- _Do this_
Copy out the whole mailing list reply about the 2.4.23aa2 kernel release below, word for word.

- _Source_
Re: 2.4.23aa2 (bugfixes and important VM improvements for the high end)

From: Andrea Arcangeli
Date: Fri Feb 27 2004 - 16:18:45 EST


On Fri, Feb 27, 2004 at 12:29:36PM -0800, Andrew Morton wrote:
> Rik van Riel <riel@xxxxxxxxxx> wrote:
> >
> > First, let me start with one simple request. Whatever you do,
> > please send changes upstream in small, manageable chunks so we
> > can merge your improvements without destabilising the kernel.
> >
> > We should avoid the kind of disaster we had around 2.4.10...
>
> We need to understand that right now, 2.6.x is 2.7-pre. Once 2.7 forks off
> we are more at liberty to merge nasty highmem hacks which will die when 2.6
> is end-of-lined.
>
> I plan to merge the 4g split immediately after 2.7 forks. I wouldn't be

note that the 4:4 split is wrong in 99% of cases where people needs 64G
gigs. I'm advocating strongly for the 2:2 split to everybody I talk
with, I'm trying to spread the 2:2 idea because IMHO it's an order of
magnitude simpler and an order of magnitude superior. Unfortunately I
could get not a single number to back my 2:2 claims, since the 4:4
buzzword is spreading and people only test with 4:4. so it's pretty hard
for me to spread the 2:2 buzzword.

- _Extracted entries_
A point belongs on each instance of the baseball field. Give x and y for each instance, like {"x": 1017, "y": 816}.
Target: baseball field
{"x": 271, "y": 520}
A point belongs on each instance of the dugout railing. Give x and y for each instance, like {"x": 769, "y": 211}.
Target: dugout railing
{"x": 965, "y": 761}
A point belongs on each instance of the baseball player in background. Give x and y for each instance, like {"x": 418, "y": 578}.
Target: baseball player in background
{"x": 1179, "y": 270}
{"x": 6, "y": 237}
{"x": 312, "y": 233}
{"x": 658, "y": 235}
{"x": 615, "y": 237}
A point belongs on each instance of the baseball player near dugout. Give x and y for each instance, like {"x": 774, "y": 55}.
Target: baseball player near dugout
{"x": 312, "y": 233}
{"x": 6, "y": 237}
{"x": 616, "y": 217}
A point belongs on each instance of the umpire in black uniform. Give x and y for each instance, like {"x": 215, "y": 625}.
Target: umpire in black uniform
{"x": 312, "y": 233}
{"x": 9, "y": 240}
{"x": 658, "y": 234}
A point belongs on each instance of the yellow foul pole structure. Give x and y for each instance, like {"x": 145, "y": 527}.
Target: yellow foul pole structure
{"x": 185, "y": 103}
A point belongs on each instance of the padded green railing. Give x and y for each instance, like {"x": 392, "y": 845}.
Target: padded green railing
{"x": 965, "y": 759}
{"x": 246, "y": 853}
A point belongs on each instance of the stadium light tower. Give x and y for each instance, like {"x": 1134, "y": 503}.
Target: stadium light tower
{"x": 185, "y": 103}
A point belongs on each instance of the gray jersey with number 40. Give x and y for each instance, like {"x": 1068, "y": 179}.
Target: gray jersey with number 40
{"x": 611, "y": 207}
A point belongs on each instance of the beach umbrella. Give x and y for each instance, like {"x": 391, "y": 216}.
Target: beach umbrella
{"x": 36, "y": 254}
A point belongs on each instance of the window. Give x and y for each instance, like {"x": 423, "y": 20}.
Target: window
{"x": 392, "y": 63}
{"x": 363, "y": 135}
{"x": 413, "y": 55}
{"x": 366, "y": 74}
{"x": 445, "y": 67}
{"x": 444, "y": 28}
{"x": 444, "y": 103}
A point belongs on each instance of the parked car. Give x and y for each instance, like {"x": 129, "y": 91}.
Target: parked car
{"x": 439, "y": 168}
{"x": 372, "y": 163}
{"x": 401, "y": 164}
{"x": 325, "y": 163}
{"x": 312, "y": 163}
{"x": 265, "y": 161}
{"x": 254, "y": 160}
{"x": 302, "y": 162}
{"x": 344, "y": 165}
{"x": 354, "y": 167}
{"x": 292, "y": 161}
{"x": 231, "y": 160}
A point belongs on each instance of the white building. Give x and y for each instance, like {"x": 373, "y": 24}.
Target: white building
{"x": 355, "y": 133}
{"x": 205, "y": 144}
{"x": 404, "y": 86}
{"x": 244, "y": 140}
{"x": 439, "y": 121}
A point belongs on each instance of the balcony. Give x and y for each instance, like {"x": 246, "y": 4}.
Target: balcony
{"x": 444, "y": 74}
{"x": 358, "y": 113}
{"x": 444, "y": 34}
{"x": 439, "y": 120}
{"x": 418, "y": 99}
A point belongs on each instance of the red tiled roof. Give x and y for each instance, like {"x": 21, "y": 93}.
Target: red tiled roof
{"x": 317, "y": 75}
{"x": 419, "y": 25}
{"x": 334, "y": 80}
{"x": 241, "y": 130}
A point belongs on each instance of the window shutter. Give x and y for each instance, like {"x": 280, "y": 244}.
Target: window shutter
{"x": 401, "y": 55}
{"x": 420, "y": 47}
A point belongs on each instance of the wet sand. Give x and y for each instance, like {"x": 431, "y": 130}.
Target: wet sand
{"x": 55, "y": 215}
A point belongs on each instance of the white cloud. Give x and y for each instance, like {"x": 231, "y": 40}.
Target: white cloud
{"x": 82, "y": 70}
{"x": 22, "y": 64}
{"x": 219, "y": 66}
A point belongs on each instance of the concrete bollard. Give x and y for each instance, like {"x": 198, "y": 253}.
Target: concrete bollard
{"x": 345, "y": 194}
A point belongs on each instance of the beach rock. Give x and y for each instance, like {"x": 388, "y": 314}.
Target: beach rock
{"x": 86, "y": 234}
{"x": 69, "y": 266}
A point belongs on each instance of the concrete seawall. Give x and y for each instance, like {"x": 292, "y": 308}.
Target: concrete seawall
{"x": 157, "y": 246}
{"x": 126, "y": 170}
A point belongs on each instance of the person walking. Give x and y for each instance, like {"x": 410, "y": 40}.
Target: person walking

- _Correct output_
Re: 2.4.23aa2 (bugfixes and important VM improvements for the high end)

From: Andrea Arcangeli
Date: Fri Feb 27 2004 - 16:18:45 EST


On Fri, Feb 27, 2004 at 12:29:36PM -0800, Andrew Morton wrote:
> Rik van Riel <riel@xxxxxxxxxx> wrote:
> >
> > First, let me start with one simple request. Whatever you do,
> > please send changes upstream in small, manageable chunks so we
> > can merge your improvements without destabilising the kernel.
> >
> > We should avoid the kind of disaster we had around 2.4.10...
>
> We need to understand that right now, 2.6.x is 2.7-pre. Once 2.7 forks off
> we are more at liberty to merge nasty highmem hacks which will die when 2.6
> is end-of-lined.
>
> I plan to merge the 4g split immediately after 2.7 forks. I wouldn't be

note that the 4:4 split is wrong in 99% of cases where people needs 64G
gigs. I'm advocating strongly for the 2:2 split to everybody I talk
with, I'm trying to spread the 2:2 idea because IMHO it's an order of
magnitude simpler and an order of magnitude superior. Unfortunately I
could get not a single number to back my 2:2 claims, since the 4:4
buzzword is spreading and people only test with 4:4. so it's pretty hard
for me to spread the 2:2 buzzword.